# EXERCISE
Nothing in the listing may change. Repeat all of it.

___ RECORDS SHOWN

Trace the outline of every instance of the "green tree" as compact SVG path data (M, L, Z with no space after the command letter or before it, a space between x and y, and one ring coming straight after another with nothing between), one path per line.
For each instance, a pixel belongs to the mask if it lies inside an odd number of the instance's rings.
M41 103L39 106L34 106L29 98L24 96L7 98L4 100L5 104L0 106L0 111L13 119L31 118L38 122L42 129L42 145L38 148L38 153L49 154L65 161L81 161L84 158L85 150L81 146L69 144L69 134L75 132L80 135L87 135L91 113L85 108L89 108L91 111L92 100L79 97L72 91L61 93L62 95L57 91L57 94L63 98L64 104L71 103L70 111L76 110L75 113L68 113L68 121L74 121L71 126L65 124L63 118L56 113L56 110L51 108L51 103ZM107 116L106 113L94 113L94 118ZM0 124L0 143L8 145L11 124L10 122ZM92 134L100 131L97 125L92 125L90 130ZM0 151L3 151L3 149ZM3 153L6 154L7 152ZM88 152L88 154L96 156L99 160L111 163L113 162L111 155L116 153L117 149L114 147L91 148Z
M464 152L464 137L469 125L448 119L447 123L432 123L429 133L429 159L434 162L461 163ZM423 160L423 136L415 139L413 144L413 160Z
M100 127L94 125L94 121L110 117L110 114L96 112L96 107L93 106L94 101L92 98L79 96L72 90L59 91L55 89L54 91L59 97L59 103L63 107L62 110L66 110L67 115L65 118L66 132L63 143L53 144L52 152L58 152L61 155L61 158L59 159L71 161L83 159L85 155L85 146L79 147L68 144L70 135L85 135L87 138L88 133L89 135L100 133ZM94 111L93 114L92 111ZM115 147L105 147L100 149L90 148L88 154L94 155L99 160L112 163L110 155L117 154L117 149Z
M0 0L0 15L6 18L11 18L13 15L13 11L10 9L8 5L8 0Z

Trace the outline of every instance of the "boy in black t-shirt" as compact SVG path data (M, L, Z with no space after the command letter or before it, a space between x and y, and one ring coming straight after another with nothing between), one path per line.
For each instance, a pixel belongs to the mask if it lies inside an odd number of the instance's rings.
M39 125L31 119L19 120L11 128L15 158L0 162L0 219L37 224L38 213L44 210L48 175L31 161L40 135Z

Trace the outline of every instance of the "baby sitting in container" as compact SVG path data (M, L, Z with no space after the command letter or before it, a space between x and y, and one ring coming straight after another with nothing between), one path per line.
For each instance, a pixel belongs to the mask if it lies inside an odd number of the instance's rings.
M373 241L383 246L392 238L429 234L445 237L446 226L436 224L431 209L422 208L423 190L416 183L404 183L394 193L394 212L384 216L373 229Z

______

# EXPECTED ANSWER
Trace the outline of every instance of the "green tree" as compact SVG path data (M, L, Z with no space after the command letter or before it, a space between x and y, and one ring coming straight after another with nothing between), one path per line.
For each instance, a pixel belongs to the mask if it lies inside an odd number of the instance's rings.
M41 103L39 106L34 106L29 98L24 96L7 98L4 100L5 104L0 106L0 111L13 119L31 118L38 122L42 129L42 145L38 148L38 153L49 154L65 161L81 161L84 158L85 150L81 146L69 144L69 134L75 132L80 135L87 135L91 113L85 108L89 108L91 111L92 100L79 97L72 91L61 93L62 95L57 91L57 94L63 98L64 104L71 103L70 111L76 110L75 113L68 113L68 121L74 121L71 126L65 124L63 118L56 113L56 110L51 108L51 103ZM107 116L106 113L94 113L94 118ZM0 124L0 143L8 145L11 124L10 122ZM92 134L100 131L97 125L92 125L90 130ZM0 151L3 151L3 149ZM3 153L6 154L7 152ZM88 152L88 154L96 156L99 160L111 163L113 162L111 155L116 153L117 149L114 147L91 148Z
M464 152L464 137L469 125L448 119L447 123L432 123L429 133L429 159L434 162L461 163ZM423 160L423 136L415 139L413 144L413 160Z
M100 127L94 125L94 121L110 117L110 114L96 112L96 107L93 106L94 101L92 98L79 96L72 90L59 91L55 89L54 91L59 97L59 103L63 107L62 110L66 110L67 115L65 118L66 132L63 143L53 144L52 152L58 152L61 155L61 158L59 159L71 161L83 159L85 155L85 146L79 147L68 144L70 135L85 135L87 138L88 133L89 135L100 133ZM94 111L93 114L92 111ZM115 147L105 147L100 149L90 148L88 154L94 155L99 160L112 163L110 155L117 154L117 149Z
M0 0L0 15L6 18L11 18L13 15L13 11L10 9L8 5L8 0Z

Trace the outline of every instance of the "boy in black t-shirt" as compact SVG path data (M, L, Z with no space after the command letter or before it, a space between x and y, and one ring coming straight after another with nothing between), one path per line.
For each instance, a pixel belongs to the mask if it lies inside an odd number of the instance's rings.
M39 125L31 119L19 120L11 128L15 158L0 162L0 219L37 224L38 213L44 210L48 175L31 161L40 135Z

Trace the outline of every instance of the "baby sitting in container" as compact SVG path data (M, L, Z with no space after the command letter or before it, a space between x and y, and one ring coming straight after another with nothing between), one path per line.
For each instance, a pixel belongs to the mask if it lies inside an odd number of the instance's rings.
M373 241L383 246L392 238L429 234L445 237L446 226L436 224L431 209L422 208L423 190L416 183L404 183L394 193L394 212L384 216L373 229Z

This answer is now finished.